#### Records for this task:
++++++++
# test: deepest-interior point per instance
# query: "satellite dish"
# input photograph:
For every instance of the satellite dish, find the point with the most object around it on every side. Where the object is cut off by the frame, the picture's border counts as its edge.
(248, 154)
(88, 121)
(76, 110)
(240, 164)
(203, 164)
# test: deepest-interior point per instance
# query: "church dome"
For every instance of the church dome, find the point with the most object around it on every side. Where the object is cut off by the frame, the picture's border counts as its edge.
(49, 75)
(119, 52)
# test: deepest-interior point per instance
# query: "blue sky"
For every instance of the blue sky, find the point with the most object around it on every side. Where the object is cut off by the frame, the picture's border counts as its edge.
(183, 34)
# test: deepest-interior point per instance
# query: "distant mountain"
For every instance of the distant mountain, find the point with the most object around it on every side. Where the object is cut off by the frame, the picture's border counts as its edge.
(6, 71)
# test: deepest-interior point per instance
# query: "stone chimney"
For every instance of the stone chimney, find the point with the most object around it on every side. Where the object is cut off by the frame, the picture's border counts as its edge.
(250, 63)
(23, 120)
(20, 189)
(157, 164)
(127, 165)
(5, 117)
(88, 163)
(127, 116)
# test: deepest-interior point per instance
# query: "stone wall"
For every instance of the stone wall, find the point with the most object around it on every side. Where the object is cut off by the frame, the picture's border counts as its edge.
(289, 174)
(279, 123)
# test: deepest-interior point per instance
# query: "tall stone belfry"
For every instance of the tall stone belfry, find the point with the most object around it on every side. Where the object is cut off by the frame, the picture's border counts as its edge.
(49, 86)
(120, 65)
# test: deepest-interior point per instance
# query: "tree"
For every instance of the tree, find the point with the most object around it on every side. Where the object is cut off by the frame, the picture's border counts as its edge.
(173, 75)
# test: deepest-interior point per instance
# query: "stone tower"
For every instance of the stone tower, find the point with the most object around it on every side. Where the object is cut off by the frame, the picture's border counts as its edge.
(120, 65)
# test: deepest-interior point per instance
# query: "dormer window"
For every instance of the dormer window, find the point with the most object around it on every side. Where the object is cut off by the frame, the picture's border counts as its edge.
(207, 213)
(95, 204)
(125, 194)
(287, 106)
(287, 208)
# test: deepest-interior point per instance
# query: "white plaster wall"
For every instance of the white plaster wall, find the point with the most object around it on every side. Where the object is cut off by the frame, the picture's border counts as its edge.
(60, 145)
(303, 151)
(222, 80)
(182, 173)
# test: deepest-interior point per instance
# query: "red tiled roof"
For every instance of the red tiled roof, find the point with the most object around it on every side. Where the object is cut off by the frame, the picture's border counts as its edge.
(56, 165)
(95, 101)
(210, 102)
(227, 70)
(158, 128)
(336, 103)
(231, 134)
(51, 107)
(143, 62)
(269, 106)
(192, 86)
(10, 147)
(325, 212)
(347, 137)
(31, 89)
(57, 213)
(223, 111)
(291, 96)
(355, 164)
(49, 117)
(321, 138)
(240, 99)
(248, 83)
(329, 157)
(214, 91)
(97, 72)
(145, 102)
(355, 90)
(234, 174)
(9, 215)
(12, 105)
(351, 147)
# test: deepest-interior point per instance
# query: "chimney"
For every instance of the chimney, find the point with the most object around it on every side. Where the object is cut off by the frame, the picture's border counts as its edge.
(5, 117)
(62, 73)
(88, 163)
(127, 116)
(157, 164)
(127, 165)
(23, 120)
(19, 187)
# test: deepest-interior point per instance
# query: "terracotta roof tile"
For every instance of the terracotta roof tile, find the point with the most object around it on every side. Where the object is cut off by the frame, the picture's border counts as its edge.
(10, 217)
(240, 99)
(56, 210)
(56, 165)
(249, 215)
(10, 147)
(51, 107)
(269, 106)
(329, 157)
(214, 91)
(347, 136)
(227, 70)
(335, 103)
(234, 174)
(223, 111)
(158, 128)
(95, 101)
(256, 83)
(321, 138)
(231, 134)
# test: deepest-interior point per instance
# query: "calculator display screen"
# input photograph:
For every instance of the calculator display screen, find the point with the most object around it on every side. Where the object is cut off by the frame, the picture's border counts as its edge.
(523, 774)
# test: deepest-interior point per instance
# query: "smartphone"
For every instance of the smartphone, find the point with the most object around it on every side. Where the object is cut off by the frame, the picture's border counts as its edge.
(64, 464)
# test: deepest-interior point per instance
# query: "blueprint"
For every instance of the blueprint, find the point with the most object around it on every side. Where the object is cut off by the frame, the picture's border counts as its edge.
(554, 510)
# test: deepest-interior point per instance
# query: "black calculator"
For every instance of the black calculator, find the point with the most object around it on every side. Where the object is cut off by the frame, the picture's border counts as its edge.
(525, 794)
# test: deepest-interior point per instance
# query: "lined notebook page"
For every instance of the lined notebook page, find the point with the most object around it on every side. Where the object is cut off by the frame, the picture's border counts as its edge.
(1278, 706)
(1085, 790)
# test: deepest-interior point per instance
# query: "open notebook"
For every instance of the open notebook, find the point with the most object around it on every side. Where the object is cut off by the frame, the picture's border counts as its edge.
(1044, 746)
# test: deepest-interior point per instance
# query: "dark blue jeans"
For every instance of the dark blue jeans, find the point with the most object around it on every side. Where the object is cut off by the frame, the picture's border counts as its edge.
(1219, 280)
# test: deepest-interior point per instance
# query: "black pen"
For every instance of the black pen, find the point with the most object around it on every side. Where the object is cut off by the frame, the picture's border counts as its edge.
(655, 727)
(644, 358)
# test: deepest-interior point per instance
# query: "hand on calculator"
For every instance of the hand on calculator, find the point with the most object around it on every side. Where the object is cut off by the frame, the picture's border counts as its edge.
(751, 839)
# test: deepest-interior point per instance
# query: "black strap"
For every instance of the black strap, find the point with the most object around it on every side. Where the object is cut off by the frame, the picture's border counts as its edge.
++++++++
#### The task:
Pick out every line in the records above that contains the word "tall", and copy each of those lines in full.

#### Response:
# query: "tall stone belfry"
For every instance of the tall stone belfry, find the point with the most object around it on every side. Where the object is cut off by the frame, the picture's border counts as its edge.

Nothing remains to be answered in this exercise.